Exercise requirements:
Write out every entry exactly as it stands.

Records supplied:
※ ※ ※

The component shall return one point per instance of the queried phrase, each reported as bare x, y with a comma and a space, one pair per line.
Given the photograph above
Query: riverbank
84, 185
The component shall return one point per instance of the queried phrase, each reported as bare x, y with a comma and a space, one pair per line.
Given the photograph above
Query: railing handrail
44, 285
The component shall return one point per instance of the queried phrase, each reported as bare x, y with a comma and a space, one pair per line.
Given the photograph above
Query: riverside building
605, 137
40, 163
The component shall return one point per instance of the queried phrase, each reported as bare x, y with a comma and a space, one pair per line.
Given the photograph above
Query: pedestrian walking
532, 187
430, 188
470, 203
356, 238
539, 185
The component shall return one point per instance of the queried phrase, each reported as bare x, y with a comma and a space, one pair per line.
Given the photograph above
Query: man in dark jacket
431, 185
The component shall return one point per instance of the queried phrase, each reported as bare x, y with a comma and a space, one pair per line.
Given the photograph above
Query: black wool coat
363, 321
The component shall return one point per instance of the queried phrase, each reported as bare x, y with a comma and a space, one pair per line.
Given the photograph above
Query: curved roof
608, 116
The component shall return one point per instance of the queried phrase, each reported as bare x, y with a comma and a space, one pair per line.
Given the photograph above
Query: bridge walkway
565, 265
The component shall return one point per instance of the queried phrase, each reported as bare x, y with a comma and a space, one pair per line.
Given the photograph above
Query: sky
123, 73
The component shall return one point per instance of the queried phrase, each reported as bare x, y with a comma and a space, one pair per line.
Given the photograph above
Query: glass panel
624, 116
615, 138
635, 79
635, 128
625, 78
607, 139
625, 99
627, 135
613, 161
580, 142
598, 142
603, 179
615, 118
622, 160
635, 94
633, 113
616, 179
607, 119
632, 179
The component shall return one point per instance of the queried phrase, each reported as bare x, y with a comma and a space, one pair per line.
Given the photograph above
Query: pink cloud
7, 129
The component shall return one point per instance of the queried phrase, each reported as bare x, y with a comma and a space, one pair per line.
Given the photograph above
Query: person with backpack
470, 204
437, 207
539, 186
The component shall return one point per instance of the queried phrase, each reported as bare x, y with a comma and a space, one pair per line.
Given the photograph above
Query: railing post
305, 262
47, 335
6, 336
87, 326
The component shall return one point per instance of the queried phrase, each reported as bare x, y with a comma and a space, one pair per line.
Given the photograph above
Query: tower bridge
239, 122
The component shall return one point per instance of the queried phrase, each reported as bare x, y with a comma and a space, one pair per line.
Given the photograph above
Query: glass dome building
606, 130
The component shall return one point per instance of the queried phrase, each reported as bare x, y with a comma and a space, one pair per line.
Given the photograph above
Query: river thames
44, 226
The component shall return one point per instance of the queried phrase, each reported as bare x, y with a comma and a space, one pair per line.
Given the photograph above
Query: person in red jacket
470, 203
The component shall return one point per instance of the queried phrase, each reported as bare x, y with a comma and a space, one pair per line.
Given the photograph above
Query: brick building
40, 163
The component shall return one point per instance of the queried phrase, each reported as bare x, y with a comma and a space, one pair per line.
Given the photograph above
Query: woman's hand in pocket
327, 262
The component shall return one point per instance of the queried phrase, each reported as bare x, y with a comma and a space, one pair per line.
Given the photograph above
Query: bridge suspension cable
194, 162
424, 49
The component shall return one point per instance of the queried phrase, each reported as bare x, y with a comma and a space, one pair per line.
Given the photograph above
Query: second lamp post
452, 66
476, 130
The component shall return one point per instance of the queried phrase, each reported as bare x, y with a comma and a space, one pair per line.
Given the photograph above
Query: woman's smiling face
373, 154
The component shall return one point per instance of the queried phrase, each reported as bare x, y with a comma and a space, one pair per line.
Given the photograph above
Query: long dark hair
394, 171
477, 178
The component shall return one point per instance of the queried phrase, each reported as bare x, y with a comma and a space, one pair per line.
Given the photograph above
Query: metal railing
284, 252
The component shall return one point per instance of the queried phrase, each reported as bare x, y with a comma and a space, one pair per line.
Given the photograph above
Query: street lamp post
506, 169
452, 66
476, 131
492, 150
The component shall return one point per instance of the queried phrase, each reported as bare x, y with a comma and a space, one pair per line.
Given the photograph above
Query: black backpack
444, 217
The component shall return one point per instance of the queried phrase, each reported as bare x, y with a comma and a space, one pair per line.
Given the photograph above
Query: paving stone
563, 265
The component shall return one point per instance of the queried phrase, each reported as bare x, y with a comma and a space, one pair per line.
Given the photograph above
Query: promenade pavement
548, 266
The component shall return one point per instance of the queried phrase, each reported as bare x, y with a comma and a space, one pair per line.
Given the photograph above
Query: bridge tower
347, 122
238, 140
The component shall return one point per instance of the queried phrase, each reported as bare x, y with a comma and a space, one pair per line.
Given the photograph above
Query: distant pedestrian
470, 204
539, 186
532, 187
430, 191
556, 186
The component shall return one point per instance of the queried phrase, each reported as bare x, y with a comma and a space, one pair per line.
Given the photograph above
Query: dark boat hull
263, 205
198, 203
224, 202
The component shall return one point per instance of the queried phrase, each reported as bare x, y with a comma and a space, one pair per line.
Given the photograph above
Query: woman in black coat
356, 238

※ ※ ※

Solution for this problem:
The component shall return one point per instance of the queried phrase, each reported as bare x, y with a comma and a space, one pair per line.
Given the photograph above
Query: riverbank
84, 185
The component shall return one point per instance of the queried phrase, each reported as bare x, y with a comma and a space, one pair per line.
Given the photograph above
Query: railing handrail
44, 285
The component shall return one point per instance of the queried phrase, each reported as bare x, y with a comma and a space, one pair per line.
Given the photograph above
Query: riverside building
605, 137
40, 163
The component shall return one point per instance of the queried phrase, each reported as bare x, y with a comma and a space, one pair per line.
Given the photograph above
Query: pedestrian walking
532, 187
430, 188
470, 203
356, 238
539, 185
The component shall return one point per instance of the queried phrase, each reported as bare x, y with a comma and a space, one pair per line.
Given the photograph above
Query: man in dark jacket
431, 185
The component shall return one point per instance of the queried phrase, each reported as bare x, y with a comma and a space, one pair per line.
Given the photograph above
Query: black wool coat
363, 321
The component shall return one point per instance of the queried phrase, each reported as bare x, y with a comma and a space, one pair per line.
Given the photograph above
Query: curved roof
608, 116
The component shall return one point per instance of the queried phrase, each reported as bare x, y with a comma and a space, one pair per line.
Given the photograph above
Query: bridge walkway
565, 265
The component shall return one point per instance of the queried phrase, each reported as bare x, y with a comma and a space, one pair per line.
Given the photograph above
Query: sky
123, 73
The component shall return one point per instance of the queried phrase, each reported as bare x, y with a comma and a space, one pair per line.
Given the photograph above
Query: glass panel
624, 116
615, 138
635, 79
635, 128
625, 78
607, 139
625, 99
627, 135
613, 161
580, 142
598, 142
603, 179
615, 118
622, 160
635, 94
633, 113
616, 179
607, 119
632, 179
The component shall return one point per instance of the queried phrase, each reported as bare x, y with a comma and a space, one pair per line.
Given the photograph above
Query: pink cloud
7, 129
The component shall return one point per instance of the queried phrase, each reported as bare x, y with a comma and a space, one pair per line.
Given the photograph above
Query: person with backpack
470, 204
437, 207
539, 186
The component shall return one point per instance of the queried phrase, each reported as bare x, y with a comma and a space, one pair per line.
Given the photograph above
Query: railing post
305, 262
47, 335
6, 336
87, 326
The component shall return one point per instance of the queried phrase, each reported as bare x, y with a comma and a space, one pair per line.
Given the photograph above
Query: tower bridge
239, 122
The component shall return one point per instance of the queried phrase, each reported as bare x, y with a comma and a space, one pair per line.
Given the photograph above
Query: glass dome building
606, 130
The component shall return one point per instance of the queried phrase, each reported as bare x, y with a comma and a space, one pair per line.
Given the photograph above
Query: river thames
44, 226
The component shall return one point per instance of the queried phrase, each reported as bare x, y with a comma and a space, one pair per line.
Given the photograph above
Query: person in red jacket
470, 203
The component shall return one point per instance of the queried phrase, each reported as bare x, y with a comma and a space, one pair per line.
Given the photograph above
Query: brick building
40, 163
The component shall return one point per instance of the queried phrase, each reported as bare x, y with a comma and a space, one pair per line.
Given the photograph above
Query: woman's hand in pocket
327, 262
The component shall return one point per instance of the queried phrase, each reported as bare x, y with a comma and a space, one pair per line.
Given the photograph above
Query: bridge suspension cable
194, 162
424, 49
The component shall return one point per instance of the queried phrase, each reported as bare x, y with a comma and a space, one pair per line.
Given the photograph above
Query: second lamp post
452, 66
476, 130
The component shall return one point per instance of the queried phrase, each reported as bare x, y with a comma and a space, one pair per line.
Given the photograph above
Query: woman's smiling face
373, 154
The component shall return one point per instance of the queried phrase, each reported as bare x, y with a comma and a space, one pair per line.
Given the photograph above
Query: long dark hair
394, 171
477, 178
The component shall return one point per instance of the queried phrase, each reported as bare x, y with a comma and a space, one pair per line.
Given the photograph above
Query: metal railing
284, 252
The component shall return one point per instance of the queried phrase, each reported as bare x, y with a comma and a space, one pair per line.
Given the photograph above
Query: street lamp post
506, 169
452, 66
476, 131
492, 150
The component shall return one point per instance of the queried phrase, each reported as bare x, y with a comma and a space, one pair per line.
Given the photograph above
Query: black backpack
444, 217
The component shall return one point per instance of the queried phrase, each reported as bare x, y with a comma and a space, one pair per line.
Given the photograph above
Query: paving stone
563, 265
The component shall return one point per instance of the queried phrase, each reported as bare x, y with a comma and a space, one pair per line.
Given the photograph above
Query: promenade pavement
548, 266
The component shall return one point per instance of the queried phrase, each reported as bare x, y with a comma and a space, one pair per line.
Given the photograph above
Query: bridge tower
347, 122
238, 140
The component shall return one point per instance of the queried phrase, each reported as bare x, y with a comma and a space, one pair per line.
Given the photograph above
Query: distant pedestrian
470, 204
539, 186
532, 187
430, 191
556, 186
The component shall return one point per instance of the queried phrase, each reported as bare x, y with a comma and a space, one pair per line.
Given the photograph above
Query: dark boat hull
263, 205
198, 203
224, 202
The component shall return one point per instance of the queried phrase, each reported as bare x, y with a comma and a space, one pair per line.
Given the photograph above
Query: woman in black coat
356, 238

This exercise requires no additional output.